Given exercise
Put the lines below into a numbered list, beginning with the first line and continuing through the line that contains "Query: net mesh". Omit any blank lines.

○ ○ ○ ○ ○ ○ ○

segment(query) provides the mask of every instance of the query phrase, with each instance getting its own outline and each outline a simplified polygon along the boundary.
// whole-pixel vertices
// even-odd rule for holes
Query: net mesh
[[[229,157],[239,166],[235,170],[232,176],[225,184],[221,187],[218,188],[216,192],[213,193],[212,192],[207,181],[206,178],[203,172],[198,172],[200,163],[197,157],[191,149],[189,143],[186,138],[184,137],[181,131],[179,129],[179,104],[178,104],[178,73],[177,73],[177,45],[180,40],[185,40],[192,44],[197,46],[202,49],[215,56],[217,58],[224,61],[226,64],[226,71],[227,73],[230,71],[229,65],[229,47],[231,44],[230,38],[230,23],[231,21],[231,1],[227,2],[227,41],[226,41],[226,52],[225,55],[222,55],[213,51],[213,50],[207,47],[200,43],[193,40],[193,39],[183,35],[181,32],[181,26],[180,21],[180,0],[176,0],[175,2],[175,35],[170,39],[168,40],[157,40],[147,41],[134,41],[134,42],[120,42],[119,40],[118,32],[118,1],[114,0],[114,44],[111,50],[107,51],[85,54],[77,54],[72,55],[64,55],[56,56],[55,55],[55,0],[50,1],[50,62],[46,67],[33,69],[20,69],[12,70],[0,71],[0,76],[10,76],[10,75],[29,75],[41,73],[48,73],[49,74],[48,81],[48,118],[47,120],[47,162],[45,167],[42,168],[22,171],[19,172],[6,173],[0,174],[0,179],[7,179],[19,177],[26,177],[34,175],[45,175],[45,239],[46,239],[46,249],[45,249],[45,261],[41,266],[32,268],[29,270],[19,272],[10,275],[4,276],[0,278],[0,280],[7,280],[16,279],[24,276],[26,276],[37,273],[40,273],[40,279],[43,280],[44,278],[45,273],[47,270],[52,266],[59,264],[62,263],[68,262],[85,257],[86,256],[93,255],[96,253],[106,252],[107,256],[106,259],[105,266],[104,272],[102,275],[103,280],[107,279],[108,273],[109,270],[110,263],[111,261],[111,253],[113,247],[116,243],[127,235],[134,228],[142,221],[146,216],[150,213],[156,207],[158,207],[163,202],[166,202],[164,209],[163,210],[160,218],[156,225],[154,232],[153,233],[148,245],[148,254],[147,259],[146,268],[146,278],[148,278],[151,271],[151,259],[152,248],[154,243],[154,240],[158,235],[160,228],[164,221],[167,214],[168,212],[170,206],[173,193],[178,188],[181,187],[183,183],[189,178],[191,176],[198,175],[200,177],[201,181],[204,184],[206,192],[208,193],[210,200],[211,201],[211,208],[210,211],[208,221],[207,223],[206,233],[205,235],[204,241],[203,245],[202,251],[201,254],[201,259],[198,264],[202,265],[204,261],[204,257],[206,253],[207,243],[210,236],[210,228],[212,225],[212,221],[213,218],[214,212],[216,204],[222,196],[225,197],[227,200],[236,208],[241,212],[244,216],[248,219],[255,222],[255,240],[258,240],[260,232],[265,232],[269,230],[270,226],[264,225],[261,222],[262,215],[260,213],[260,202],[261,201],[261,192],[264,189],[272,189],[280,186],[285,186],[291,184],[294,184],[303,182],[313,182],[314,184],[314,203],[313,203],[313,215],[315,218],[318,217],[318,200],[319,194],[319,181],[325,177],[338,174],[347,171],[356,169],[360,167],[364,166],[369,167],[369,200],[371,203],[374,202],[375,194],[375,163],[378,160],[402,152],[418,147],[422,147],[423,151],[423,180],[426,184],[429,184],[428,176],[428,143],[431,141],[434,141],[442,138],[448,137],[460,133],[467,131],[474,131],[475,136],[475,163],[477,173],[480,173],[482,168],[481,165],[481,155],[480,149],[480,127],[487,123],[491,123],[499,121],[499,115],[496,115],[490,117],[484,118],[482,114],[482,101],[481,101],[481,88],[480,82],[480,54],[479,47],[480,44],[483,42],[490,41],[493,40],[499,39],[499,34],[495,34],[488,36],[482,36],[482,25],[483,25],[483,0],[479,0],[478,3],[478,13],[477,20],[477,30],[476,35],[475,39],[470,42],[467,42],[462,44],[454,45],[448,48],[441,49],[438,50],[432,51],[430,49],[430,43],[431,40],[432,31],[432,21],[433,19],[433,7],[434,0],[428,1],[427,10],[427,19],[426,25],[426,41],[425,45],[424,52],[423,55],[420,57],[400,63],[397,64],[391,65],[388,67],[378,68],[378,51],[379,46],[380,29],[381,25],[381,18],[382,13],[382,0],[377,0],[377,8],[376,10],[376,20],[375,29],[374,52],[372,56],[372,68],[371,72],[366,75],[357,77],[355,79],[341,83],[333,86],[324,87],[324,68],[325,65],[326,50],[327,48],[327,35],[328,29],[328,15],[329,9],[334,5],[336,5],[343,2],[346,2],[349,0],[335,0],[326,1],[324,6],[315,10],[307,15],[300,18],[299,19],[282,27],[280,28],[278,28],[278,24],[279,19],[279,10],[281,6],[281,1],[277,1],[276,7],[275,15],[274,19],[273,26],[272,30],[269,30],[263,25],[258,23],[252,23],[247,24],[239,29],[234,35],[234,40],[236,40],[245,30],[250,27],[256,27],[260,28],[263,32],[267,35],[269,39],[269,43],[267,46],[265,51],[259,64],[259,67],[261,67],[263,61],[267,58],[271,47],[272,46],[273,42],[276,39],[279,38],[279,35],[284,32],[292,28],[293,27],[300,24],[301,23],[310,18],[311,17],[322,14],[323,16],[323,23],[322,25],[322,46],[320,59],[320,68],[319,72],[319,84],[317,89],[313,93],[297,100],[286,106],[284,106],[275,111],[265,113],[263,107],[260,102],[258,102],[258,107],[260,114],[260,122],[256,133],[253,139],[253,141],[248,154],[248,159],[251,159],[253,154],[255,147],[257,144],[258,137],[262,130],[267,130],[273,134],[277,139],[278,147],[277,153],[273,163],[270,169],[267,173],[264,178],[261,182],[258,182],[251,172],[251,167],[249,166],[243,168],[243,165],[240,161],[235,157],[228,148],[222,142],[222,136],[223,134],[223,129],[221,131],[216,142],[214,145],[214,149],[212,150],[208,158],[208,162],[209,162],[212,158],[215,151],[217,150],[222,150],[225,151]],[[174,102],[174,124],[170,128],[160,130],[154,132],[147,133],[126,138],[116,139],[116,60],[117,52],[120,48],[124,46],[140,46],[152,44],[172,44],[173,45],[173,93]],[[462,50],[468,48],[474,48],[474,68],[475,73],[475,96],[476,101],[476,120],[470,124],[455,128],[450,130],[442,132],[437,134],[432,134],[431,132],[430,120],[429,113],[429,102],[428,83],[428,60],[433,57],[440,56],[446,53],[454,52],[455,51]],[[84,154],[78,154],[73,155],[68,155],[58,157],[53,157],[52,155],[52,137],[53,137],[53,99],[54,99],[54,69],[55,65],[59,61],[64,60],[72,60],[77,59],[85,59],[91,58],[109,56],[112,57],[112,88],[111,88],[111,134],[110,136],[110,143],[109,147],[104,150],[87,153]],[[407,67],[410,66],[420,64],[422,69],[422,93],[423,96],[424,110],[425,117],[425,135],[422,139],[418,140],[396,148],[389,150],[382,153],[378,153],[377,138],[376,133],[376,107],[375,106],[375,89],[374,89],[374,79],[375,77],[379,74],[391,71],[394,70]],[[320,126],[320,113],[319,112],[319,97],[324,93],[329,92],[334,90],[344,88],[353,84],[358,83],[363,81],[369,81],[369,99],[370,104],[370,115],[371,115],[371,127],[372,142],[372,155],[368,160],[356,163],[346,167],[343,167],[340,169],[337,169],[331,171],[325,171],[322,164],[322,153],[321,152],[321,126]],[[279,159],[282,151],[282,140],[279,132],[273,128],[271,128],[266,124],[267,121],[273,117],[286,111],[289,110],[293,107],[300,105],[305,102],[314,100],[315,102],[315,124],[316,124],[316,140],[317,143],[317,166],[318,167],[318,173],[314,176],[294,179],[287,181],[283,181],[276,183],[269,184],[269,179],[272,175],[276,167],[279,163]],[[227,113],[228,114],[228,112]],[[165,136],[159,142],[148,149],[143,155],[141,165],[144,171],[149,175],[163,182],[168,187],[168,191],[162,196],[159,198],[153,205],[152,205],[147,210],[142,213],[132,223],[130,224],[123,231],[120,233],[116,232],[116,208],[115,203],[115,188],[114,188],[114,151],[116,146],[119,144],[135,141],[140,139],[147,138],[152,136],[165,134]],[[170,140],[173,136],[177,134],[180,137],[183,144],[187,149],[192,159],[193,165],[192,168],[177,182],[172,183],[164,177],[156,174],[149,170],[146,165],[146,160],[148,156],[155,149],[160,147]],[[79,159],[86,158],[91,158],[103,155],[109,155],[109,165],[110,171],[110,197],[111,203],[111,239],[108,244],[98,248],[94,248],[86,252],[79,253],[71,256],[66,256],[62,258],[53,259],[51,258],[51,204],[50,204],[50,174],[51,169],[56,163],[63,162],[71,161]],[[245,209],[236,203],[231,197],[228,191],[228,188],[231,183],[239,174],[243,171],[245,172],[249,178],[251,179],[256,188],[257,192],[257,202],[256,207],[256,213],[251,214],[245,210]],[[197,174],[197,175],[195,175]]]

○ ○ ○ ○ ○ ○ ○

Solution for this task
1. segment(query) provides the mask of every instance of the query phrase, with each instance getting its own outline and each outline a simplified polygon along the boundary.
2. // whole-pixel vertices
3. // even-odd rule for holes
4. Query: net mesh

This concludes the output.